======== Rows ========

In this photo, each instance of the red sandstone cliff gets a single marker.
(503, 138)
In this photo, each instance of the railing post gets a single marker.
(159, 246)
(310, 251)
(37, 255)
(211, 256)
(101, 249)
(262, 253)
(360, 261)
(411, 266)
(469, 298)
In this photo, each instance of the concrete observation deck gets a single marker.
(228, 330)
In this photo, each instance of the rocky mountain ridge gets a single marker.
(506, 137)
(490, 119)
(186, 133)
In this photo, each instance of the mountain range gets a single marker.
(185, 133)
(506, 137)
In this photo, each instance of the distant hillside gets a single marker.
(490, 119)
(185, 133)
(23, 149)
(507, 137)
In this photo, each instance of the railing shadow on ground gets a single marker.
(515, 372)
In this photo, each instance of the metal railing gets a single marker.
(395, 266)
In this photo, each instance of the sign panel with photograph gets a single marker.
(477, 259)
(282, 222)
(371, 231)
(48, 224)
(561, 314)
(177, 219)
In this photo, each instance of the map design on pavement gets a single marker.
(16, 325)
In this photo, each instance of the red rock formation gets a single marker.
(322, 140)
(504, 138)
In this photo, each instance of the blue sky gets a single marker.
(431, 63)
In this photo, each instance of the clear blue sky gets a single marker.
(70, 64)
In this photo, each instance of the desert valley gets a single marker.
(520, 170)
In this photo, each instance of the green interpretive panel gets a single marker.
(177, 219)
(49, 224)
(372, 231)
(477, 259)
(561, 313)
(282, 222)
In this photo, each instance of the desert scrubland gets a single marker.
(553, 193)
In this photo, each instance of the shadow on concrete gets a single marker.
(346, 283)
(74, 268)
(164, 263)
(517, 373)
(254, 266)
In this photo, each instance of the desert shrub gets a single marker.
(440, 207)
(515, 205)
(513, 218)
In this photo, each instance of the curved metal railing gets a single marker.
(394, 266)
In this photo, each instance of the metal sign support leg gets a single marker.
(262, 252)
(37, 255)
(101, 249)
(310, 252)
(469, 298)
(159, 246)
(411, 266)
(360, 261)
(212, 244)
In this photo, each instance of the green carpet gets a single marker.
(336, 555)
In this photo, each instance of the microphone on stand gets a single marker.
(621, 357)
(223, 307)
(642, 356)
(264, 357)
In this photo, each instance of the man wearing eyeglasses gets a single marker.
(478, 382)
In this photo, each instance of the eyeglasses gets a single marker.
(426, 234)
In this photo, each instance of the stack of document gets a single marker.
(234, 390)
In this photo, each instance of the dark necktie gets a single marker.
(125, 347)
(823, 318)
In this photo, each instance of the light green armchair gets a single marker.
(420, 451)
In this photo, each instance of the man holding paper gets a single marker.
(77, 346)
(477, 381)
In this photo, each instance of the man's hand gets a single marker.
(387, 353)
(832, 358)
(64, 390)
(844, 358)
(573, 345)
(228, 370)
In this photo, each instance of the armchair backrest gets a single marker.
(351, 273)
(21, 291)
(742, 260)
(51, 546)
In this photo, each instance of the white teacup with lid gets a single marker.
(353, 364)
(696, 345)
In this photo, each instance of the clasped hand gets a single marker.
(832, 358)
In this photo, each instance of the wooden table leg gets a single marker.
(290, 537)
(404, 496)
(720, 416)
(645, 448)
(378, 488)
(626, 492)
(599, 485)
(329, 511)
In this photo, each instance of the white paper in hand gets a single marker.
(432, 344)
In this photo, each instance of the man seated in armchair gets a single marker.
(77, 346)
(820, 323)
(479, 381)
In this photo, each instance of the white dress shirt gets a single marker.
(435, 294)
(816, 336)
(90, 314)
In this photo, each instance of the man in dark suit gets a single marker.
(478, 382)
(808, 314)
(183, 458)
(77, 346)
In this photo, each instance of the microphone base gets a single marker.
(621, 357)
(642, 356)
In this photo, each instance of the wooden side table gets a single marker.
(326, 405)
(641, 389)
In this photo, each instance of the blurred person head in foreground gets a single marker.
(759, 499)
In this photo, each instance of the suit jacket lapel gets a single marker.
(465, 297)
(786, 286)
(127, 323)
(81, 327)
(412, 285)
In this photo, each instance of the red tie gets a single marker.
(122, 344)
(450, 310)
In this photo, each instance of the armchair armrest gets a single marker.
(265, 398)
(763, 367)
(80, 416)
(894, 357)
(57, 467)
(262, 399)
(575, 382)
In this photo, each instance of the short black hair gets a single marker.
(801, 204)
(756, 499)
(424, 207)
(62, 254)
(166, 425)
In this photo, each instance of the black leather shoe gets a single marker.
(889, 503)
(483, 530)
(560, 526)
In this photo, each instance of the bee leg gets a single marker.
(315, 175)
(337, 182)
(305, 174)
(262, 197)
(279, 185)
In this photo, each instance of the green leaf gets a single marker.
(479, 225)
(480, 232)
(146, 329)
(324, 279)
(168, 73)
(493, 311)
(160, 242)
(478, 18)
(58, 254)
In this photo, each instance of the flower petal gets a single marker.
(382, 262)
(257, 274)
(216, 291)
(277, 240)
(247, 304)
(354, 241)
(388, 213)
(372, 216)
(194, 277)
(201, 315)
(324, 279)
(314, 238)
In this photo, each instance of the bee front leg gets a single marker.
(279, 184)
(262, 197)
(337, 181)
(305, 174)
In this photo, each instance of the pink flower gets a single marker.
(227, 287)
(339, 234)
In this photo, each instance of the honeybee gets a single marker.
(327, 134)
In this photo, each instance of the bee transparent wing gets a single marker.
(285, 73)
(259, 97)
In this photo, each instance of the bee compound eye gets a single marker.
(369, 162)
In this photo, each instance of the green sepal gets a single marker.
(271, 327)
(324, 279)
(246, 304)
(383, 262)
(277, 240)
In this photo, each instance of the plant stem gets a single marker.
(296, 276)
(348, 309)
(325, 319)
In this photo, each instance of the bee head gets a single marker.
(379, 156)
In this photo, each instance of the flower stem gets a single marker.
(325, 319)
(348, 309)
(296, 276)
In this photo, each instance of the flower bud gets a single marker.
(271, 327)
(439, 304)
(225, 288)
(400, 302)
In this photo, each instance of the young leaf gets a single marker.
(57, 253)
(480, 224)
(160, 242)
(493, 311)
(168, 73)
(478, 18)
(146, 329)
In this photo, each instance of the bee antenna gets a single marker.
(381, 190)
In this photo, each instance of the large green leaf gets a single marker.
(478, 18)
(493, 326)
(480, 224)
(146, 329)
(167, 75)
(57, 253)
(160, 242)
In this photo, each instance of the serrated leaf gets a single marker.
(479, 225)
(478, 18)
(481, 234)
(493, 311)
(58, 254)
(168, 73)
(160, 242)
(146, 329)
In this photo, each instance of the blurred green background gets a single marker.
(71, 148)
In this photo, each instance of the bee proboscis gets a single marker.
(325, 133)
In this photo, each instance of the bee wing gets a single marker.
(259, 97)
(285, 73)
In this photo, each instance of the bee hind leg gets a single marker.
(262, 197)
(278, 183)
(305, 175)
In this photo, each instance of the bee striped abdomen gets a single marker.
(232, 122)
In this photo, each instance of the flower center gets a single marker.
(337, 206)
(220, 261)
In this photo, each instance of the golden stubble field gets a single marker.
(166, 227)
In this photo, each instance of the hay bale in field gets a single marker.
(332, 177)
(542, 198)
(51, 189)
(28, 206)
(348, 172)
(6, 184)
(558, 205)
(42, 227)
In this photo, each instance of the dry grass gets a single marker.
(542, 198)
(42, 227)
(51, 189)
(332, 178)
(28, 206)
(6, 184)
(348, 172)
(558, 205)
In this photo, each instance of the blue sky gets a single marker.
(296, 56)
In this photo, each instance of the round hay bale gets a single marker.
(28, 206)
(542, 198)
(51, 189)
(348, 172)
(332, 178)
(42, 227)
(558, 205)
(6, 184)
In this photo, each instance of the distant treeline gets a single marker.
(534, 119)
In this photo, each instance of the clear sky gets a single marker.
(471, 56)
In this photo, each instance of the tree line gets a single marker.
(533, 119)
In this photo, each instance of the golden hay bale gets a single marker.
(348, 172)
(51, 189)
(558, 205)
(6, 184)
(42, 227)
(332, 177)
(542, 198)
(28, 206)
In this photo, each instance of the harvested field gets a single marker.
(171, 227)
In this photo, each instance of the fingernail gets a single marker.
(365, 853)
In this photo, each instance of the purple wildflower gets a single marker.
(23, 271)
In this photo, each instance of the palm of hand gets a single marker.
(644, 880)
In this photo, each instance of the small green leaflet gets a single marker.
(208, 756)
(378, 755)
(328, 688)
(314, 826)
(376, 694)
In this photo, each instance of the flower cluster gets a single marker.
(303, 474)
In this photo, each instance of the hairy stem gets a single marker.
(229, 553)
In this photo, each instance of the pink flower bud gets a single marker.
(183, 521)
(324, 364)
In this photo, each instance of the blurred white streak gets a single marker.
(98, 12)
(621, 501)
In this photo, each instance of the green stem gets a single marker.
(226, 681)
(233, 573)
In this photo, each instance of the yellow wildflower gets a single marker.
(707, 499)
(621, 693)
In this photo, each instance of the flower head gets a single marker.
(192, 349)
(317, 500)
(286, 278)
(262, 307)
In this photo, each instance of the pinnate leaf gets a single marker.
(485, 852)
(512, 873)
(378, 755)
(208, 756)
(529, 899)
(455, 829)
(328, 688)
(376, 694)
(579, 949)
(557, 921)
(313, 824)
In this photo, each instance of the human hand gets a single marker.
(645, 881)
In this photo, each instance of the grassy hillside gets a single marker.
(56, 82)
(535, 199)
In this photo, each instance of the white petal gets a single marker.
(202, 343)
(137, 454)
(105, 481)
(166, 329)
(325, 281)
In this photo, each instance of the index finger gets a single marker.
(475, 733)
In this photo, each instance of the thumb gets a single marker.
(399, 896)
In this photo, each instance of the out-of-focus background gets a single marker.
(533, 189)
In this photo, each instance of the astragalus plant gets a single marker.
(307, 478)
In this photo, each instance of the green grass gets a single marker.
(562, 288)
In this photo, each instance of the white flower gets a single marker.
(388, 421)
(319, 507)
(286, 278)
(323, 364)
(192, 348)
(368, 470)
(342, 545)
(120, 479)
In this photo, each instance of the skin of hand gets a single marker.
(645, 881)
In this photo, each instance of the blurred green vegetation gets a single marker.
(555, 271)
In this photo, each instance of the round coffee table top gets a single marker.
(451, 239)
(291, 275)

========

* Directions
Copy the listing verbatim, starting at the line that contains "In this photo, each instance of the white flower" and continuing through the end of the listing.

* Complete output
In this photo, each instance of the white flower gets a single marker.
(388, 421)
(319, 507)
(286, 278)
(323, 364)
(192, 348)
(368, 470)
(342, 545)
(120, 479)
In this photo, each instance of the skin of hand gets a single marker.
(645, 881)
In this photo, each instance of the blurred green vegetation gets a single marker.
(555, 271)
In this photo, each instance of the round coffee table top gets a single marker.
(451, 239)
(291, 275)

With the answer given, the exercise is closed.